* **Stated exercise**
Please render all of the records below as a Markdown table with the columns Row and Text, giving each line its row number and leaving out blank lines.

* **Extracted entries**
====================
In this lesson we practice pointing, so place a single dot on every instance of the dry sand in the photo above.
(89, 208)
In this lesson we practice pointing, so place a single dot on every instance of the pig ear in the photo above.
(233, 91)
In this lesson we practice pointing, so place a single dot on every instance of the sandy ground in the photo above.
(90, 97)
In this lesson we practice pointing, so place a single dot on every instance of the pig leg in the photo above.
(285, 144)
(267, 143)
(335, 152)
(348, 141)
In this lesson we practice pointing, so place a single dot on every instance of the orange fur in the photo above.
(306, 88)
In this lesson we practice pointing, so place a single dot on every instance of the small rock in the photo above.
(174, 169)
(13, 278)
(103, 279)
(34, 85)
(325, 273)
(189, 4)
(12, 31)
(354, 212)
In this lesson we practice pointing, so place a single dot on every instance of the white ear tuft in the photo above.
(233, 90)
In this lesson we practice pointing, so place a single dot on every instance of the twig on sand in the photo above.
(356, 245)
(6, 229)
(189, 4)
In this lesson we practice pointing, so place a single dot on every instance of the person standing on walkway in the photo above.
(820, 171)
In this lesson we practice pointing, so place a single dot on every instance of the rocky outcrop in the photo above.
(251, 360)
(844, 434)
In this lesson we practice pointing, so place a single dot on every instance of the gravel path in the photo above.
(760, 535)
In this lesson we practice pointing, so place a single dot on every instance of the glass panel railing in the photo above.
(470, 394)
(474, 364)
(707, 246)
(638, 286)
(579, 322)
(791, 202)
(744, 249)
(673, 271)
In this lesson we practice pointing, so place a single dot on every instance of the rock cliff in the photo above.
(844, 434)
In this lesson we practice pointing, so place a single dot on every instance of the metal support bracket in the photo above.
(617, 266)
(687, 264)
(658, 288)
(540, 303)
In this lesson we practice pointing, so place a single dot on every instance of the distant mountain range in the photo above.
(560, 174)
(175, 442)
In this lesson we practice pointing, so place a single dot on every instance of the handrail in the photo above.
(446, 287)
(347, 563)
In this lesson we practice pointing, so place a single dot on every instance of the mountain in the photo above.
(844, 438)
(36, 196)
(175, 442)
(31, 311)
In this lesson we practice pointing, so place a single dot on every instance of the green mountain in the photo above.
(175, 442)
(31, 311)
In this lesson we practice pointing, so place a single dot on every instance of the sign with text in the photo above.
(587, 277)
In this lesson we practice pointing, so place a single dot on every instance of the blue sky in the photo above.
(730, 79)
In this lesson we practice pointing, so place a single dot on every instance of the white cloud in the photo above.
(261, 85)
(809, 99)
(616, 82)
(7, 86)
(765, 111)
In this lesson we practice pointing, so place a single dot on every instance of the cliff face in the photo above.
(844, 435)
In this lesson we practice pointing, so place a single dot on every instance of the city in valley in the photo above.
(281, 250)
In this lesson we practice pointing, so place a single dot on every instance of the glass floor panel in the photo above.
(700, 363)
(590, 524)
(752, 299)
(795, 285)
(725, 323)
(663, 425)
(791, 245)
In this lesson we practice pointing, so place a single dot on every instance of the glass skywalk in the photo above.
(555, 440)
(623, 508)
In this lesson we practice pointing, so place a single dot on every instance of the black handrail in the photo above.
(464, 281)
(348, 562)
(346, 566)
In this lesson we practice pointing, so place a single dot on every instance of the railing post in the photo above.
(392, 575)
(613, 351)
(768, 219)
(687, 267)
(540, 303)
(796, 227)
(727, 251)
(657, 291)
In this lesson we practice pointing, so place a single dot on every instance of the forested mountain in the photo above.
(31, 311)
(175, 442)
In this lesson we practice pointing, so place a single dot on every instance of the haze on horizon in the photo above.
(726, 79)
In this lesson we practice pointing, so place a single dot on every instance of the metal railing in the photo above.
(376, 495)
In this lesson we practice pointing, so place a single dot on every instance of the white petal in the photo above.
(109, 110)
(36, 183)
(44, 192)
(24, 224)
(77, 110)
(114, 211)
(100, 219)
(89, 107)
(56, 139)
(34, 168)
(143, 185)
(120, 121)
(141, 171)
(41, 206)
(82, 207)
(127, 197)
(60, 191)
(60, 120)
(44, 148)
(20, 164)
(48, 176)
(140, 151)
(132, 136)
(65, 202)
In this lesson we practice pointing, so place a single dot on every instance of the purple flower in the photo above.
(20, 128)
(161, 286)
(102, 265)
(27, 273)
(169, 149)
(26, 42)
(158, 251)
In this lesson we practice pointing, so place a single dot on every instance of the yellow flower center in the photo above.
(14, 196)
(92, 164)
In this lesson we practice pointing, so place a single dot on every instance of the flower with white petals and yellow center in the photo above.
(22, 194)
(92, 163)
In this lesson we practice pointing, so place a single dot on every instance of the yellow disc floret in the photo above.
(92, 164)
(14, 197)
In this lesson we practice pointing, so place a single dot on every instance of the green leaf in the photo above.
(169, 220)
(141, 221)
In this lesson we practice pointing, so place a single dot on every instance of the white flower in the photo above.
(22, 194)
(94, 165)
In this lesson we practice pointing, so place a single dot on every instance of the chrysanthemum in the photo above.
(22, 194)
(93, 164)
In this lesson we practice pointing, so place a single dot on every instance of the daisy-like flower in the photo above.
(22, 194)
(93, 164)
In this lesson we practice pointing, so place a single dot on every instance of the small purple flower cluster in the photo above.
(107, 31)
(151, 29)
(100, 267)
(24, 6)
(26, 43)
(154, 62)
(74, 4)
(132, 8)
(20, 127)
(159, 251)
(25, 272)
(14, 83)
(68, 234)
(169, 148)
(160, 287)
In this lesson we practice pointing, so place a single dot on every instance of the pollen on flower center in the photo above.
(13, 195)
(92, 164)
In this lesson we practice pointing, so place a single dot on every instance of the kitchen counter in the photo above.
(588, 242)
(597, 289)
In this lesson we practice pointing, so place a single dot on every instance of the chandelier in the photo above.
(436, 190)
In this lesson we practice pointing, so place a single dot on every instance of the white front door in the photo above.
====================
* **Answer to this exercise**
| Row | Text |
|---|---|
| 1 | In this lesson we practice pointing, so place a single dot on every instance of the dry sand in the photo above. |
| 2 | (89, 208) |
| 3 | In this lesson we practice pointing, so place a single dot on every instance of the pig ear in the photo above. |
| 4 | (233, 91) |
| 5 | In this lesson we practice pointing, so place a single dot on every instance of the sandy ground in the photo above. |
| 6 | (90, 97) |
| 7 | In this lesson we practice pointing, so place a single dot on every instance of the pig leg in the photo above. |
| 8 | (285, 144) |
| 9 | (267, 143) |
| 10 | (335, 152) |
| 11 | (348, 141) |
| 12 | In this lesson we practice pointing, so place a single dot on every instance of the orange fur in the photo above. |
| 13 | (306, 88) |
| 14 | In this lesson we practice pointing, so place a single dot on every instance of the small rock in the photo above. |
| 15 | (174, 169) |
| 16 | (13, 278) |
| 17 | (103, 279) |
| 18 | (34, 85) |
| 19 | (325, 273) |
| 20 | (189, 4) |
| 21 | (12, 31) |
| 22 | (354, 212) |
| 23 | In this lesson we practice pointing, so place a single dot on every instance of the white ear tuft in the photo above. |
| 24 | (233, 90) |
| 25 | In this lesson we practice pointing, so place a single dot on every instance of the twig on sand in the photo above. |
| 26 | (356, 245) |
| 27 | (6, 229) |
| 28 | (189, 4) |
| 29 | In this lesson we practice pointing, so place a single dot on every instance of the person standing on walkway in the photo above. |
| 30 | (820, 171) |
| 31 | In this lesson we practice pointing, so place a single dot on every instance of the rocky outcrop in the photo above. |
| 32 | (251, 360) |
| 33 | (844, 434) |
| 34 | In this lesson we practice pointing, so place a single dot on every instance of the gravel path in the photo above. |
| 35 | (760, 535) |
| 36 | In this lesson we practice pointing, so place a single dot on every instance of the glass panel railing in the photo above. |
| 37 | (470, 394) |
| 38 | (474, 364) |
| 39 | (707, 246) |
| 40 | (638, 286) |
| 41 | (579, 322) |
| 42 | (791, 202) |
| 43 | (744, 249) |
| 44 | (673, 271) |
| 45 | In this lesson we practice pointing, so place a single dot on every instance of the rock cliff in the photo above. |
| 46 | (844, 434) |
| 47 | In this lesson we practice pointing, so place a single dot on every instance of the metal support bracket in the photo above. |
| 48 | (617, 266) |
| 49 | (687, 264) |
| 50 | (658, 288) |
| 51 | (540, 303) |
| 52 | In this lesson we practice pointing, so place a single dot on every instance of the distant mountain range in the photo above. |
| 53 | (560, 174) |
| 54 | (175, 442) |
| 55 | In this lesson we practice pointing, so place a single dot on every instance of the handrail in the photo above. |
| 56 | (446, 287) |
| 57 | (347, 563) |
| 58 | In this lesson we practice pointing, so place a single dot on every instance of the mountain in the photo above. |
| 59 | (844, 438) |
| 60 | (36, 196) |
| 61 | (175, 442) |
| 62 | (31, 311) |
| 63 | In this lesson we practice pointing, so place a single dot on every instance of the green mountain in the photo above. |
| 64 | (175, 442) |
| 65 | (31, 311) |
| 66 | In this lesson we practice pointing, so place a single dot on every instance of the sign with text in the photo above. |
| 67 | (587, 277) |
| 68 | In this lesson we practice pointing, so place a single dot on every instance of the blue sky in the photo above. |
| 69 | (730, 79) |
| 70 | In this lesson we practice pointing, so place a single dot on every instance of the white cloud in the photo above. |
| 71 | (261, 85) |
| 72 | (809, 99) |
| 73 | (616, 82) |
| 74 | (7, 86) |
| 75 | (765, 111) |
| 76 | In this lesson we practice pointing, so place a single dot on every instance of the cliff face in the photo above. |
| 77 | (844, 435) |
| 78 | In this lesson we practice pointing, so place a single dot on every instance of the city in valley in the photo above. |
| 79 | (281, 250) |
| 80 | In this lesson we practice pointing, so place a single dot on every instance of the glass floor panel in the photo above. |
| 81 | (700, 363) |
| 82 | (590, 524) |
| 83 | (752, 299) |
| 84 | (795, 285) |
| 85 | (725, 323) |
| 86 | (663, 425) |
| 87 | (791, 245) |
| 88 | In this lesson we practice pointing, so place a single dot on every instance of the glass skywalk in the photo above. |
| 89 | (555, 440) |
| 90 | (623, 508) |
| 91 | In this lesson we practice pointing, so place a single dot on every instance of the black handrail in the photo above. |
| 92 | (464, 281) |
| 93 | (348, 562) |
| 94 | (346, 566) |
| 95 | In this lesson we practice pointing, so place a single dot on every instance of the railing post in the photo above. |
| 96 | (392, 575) |
| 97 | (613, 351) |
| 98 | (768, 219) |
| 99 | (687, 267) |
| 100 | (540, 303) |
| 101 | (796, 227) |
| 102 | (727, 251) |
| 103 | (657, 291) |
| 104 | In this lesson we practice pointing, so place a single dot on every instance of the forested mountain in the photo above. |
| 105 | (31, 311) |
| 106 | (175, 442) |
| 107 | In this lesson we practice pointing, so place a single dot on every instance of the haze on horizon in the photo above. |
| 108 | (726, 79) |
| 109 | In this lesson we practice pointing, so place a single dot on every instance of the metal railing in the photo above. |
| 110 | (376, 495) |
| 111 | In this lesson we practice pointing, so place a single dot on every instance of the white petal in the photo above. |
| 112 | (109, 110) |
| 113 | (36, 183) |
| 114 | (44, 192) |
| 115 | (24, 224) |
| 116 | (77, 110) |
| 117 | (114, 211) |
| 118 | (100, 219) |
| 119 | (89, 107) |
| 120 | (56, 139) |
| 121 | (34, 168) |
| 122 | (143, 185) |
| 123 | (120, 121) |
| 124 | (141, 171) |
| 125 | (41, 206) |
| 126 | (82, 207) |
| 127 | (127, 197) |
| 128 | (60, 191) |
| 129 | (60, 120) |
| 130 | (44, 148) |
| 131 | (20, 164) |
| 132 | (48, 176) |
| 133 | (140, 151) |
| 134 | (132, 136) |
| 135 | (65, 202) |
| 136 | In this lesson we practice pointing, so place a single dot on every instance of the purple flower in the photo above. |
| 137 | (20, 128) |
| 138 | (161, 286) |
| 139 | (102, 265) |
| 140 | (27, 273) |
| 141 | (169, 149) |
| 142 | (26, 42) |
| 143 | (158, 251) |
| 144 | In this lesson we practice pointing, so place a single dot on every instance of the yellow flower center in the photo above. |
| 145 | (14, 196) |
| 146 | (92, 164) |
| 147 | In this lesson we practice pointing, so place a single dot on every instance of the flower with white petals and yellow center in the photo above. |
| 148 | (22, 194) |
| 149 | (92, 163) |
| 150 | In this lesson we practice pointing, so place a single dot on every instance of the yellow disc floret in the photo above. |
| 151 | (92, 164) |
| 152 | (14, 197) |
| 153 | In this lesson we practice pointing, so place a single dot on every instance of the green leaf in the photo above. |
| 154 | (169, 220) |
| 155 | (141, 221) |
| 156 | In this lesson we practice pointing, so place a single dot on every instance of the white flower in the photo above. |
| 157 | (22, 194) |
| 158 | (94, 165) |
| 159 | In this lesson we practice pointing, so place a single dot on every instance of the chrysanthemum in the photo above. |
| 160 | (22, 194) |
| 161 | (93, 164) |
| 162 | In this lesson we practice pointing, so place a single dot on every instance of the daisy-like flower in the photo above. |
| 163 | (22, 194) |
| 164 | (93, 164) |
| 165 | In this lesson we practice pointing, so place a single dot on every instance of the small purple flower cluster in the photo above. |
| 166 | (107, 31) |
| 167 | (151, 29) |
| 168 | (100, 267) |
| 169 | (24, 6) |
| 170 | (26, 43) |
| 171 | (154, 62) |
| 172 | (74, 4) |
| 173 | (132, 8) |
| 174 | (20, 127) |
| 175 | (159, 251) |
| 176 | (25, 272) |
| 177 | (14, 83) |
| 178 | (68, 234) |
| 179 | (169, 148) |
| 180 | (160, 287) |
| 181 | In this lesson we practice pointing, so place a single dot on every instance of the pollen on flower center in the photo above. |
| 182 | (13, 195) |
| 183 | (92, 164) |
| 184 | In this lesson we practice pointing, so place a single dot on every instance of the kitchen counter in the photo above. |
| 185 | (588, 242) |
| 186 | (597, 289) |
| 187 | In this lesson we practice pointing, so place a single dot on every instance of the chandelier in the photo above. |
| 188 | (436, 190) |
| 189 | In this lesson we practice pointing, so place a single dot on every instance of the white front door in the photo above. |